AIM OF THE TASK: Reproduce the lines below verbatim, everything from the line containing "Spot every instance of the black steering" down to the line containing "x=1012 y=267", both ends included.

※ ※ ※

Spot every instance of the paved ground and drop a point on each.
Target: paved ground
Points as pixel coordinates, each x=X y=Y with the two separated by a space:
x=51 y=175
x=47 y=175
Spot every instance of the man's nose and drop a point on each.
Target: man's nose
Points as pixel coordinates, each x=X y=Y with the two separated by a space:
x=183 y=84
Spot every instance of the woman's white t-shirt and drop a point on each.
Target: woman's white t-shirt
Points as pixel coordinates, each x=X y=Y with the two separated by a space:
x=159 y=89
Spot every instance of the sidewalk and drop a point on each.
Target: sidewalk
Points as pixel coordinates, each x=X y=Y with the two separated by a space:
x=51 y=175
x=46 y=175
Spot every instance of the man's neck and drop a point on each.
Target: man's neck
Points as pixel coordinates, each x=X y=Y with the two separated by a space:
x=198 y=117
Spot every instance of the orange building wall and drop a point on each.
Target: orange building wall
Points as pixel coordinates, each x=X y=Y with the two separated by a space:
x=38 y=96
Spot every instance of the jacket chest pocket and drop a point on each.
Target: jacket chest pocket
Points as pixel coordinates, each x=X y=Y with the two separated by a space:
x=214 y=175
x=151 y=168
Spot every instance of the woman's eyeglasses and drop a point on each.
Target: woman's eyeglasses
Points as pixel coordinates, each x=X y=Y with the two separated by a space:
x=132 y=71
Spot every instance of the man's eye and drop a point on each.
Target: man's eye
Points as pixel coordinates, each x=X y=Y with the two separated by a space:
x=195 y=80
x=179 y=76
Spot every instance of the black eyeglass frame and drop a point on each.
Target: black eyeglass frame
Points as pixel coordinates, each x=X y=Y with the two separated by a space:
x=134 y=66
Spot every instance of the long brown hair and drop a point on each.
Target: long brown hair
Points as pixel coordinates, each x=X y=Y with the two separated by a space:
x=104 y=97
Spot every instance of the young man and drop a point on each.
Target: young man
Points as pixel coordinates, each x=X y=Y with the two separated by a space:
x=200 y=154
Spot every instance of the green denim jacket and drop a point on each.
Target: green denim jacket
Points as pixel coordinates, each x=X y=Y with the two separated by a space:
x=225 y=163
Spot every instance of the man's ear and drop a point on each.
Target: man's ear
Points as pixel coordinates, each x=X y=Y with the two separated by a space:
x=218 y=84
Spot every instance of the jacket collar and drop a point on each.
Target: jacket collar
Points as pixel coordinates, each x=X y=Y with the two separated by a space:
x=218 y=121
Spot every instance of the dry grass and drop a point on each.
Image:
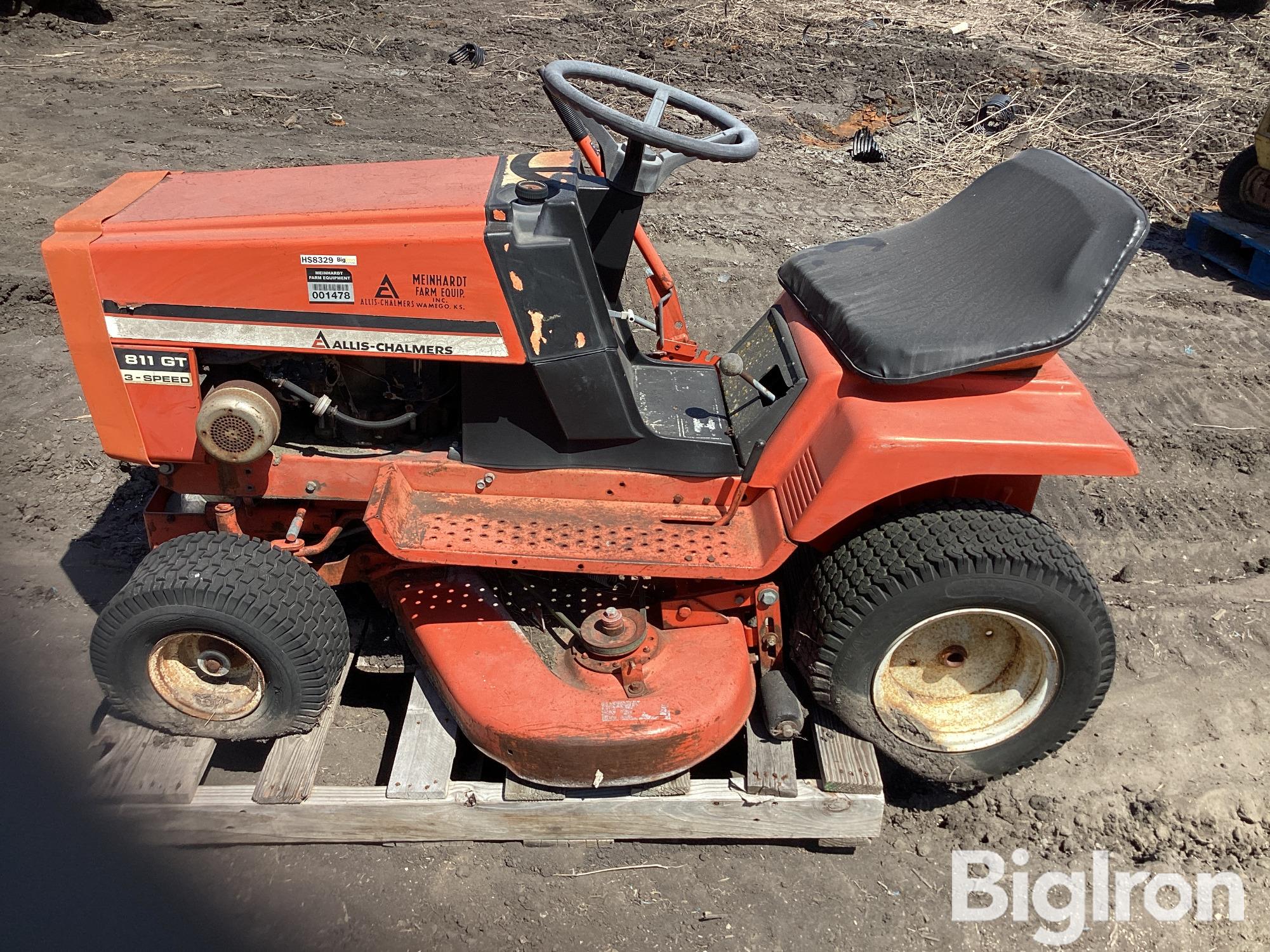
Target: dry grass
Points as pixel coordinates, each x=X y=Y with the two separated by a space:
x=1147 y=150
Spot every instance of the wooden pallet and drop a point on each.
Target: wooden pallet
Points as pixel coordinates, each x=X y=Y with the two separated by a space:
x=1241 y=248
x=154 y=780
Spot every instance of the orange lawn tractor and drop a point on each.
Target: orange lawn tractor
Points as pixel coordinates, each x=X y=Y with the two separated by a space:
x=422 y=378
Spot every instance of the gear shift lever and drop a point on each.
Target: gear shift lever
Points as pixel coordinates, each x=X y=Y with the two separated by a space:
x=733 y=366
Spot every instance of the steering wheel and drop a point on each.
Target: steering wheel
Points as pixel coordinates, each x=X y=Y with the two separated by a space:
x=733 y=143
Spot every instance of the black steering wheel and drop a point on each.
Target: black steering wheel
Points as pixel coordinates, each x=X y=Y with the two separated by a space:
x=733 y=143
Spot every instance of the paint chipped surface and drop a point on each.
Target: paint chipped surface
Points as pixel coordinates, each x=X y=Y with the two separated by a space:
x=536 y=336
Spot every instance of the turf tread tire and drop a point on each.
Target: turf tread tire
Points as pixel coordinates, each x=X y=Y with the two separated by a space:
x=281 y=598
x=923 y=544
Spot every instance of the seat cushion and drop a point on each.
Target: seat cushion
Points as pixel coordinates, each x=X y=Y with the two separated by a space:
x=1012 y=267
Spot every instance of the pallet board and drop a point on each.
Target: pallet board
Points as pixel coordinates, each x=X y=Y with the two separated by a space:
x=157 y=780
x=291 y=770
x=477 y=812
x=1240 y=247
x=426 y=750
x=769 y=762
x=145 y=766
x=847 y=765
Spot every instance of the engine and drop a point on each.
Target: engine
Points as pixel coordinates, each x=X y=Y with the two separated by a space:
x=253 y=400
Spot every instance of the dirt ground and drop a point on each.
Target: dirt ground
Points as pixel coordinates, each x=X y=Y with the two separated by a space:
x=1170 y=775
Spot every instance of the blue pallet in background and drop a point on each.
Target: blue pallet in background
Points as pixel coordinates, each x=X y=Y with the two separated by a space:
x=1241 y=248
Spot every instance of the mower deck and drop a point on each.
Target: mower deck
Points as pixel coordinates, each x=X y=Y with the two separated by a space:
x=154 y=780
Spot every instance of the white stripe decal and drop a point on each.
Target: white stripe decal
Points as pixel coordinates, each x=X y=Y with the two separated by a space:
x=340 y=340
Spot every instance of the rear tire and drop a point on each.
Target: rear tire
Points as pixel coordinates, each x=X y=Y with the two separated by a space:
x=964 y=639
x=222 y=637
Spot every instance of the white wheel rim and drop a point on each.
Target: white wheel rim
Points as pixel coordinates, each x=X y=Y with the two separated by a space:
x=965 y=680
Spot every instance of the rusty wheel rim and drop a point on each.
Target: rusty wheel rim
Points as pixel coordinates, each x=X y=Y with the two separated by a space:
x=1255 y=187
x=206 y=676
x=965 y=680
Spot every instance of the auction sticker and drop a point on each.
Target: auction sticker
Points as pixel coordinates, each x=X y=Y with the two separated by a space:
x=329 y=286
x=161 y=367
x=328 y=260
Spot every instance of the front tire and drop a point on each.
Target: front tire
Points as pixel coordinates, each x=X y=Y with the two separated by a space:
x=222 y=637
x=964 y=639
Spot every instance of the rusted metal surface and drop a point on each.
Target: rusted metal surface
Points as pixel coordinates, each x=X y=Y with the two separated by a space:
x=965 y=680
x=618 y=642
x=206 y=676
x=560 y=724
x=227 y=519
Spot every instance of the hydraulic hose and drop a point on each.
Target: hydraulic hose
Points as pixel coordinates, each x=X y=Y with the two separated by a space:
x=332 y=411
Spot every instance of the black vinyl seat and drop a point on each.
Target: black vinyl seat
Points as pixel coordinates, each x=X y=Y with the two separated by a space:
x=1015 y=266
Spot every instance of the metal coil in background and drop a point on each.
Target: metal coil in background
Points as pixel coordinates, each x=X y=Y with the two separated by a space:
x=469 y=54
x=865 y=149
x=996 y=114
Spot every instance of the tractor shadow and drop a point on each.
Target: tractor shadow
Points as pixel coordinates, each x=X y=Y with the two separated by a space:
x=79 y=11
x=102 y=560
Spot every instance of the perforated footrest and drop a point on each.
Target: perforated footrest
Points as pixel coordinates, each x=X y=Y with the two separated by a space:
x=559 y=534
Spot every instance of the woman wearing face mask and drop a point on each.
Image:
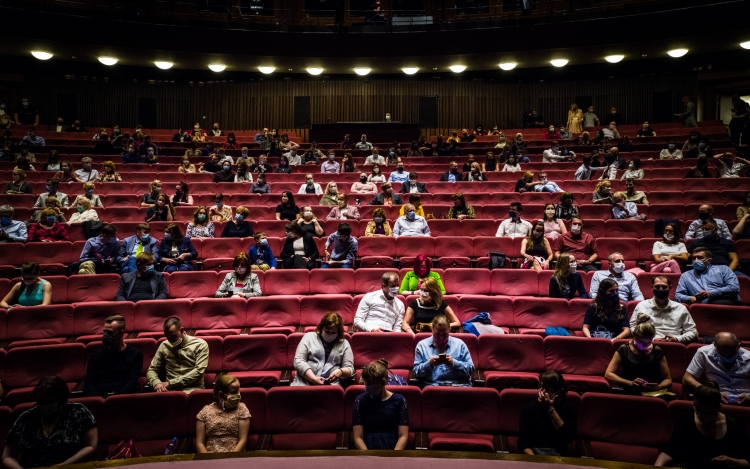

※ ※ ※

COMPLETE ANSWER:
Spot every instance of the black steering wheel and drop a point on each.
Target: black steering wheel
Points as pixel coordinates, each x=X y=Y with the two separated by a space:
x=733 y=143
Spot every instance of the paint chipped surface and drop a point on each.
Target: paint chipped surface
Points as pixel coordinates, each x=X y=Y with the two separated by a space:
x=536 y=336
Spot every instance of the turf tread tire and drop a point on each.
Target: turf tread tire
Points as pixel coordinates, each x=X y=Y with the two separated by a space:
x=281 y=598
x=923 y=544
Spot every instance of the seat cushion and drop a point on each.
Target: seat cushion
Points as pixel coordinates, each x=X y=Y with the two separated by a space:
x=1012 y=267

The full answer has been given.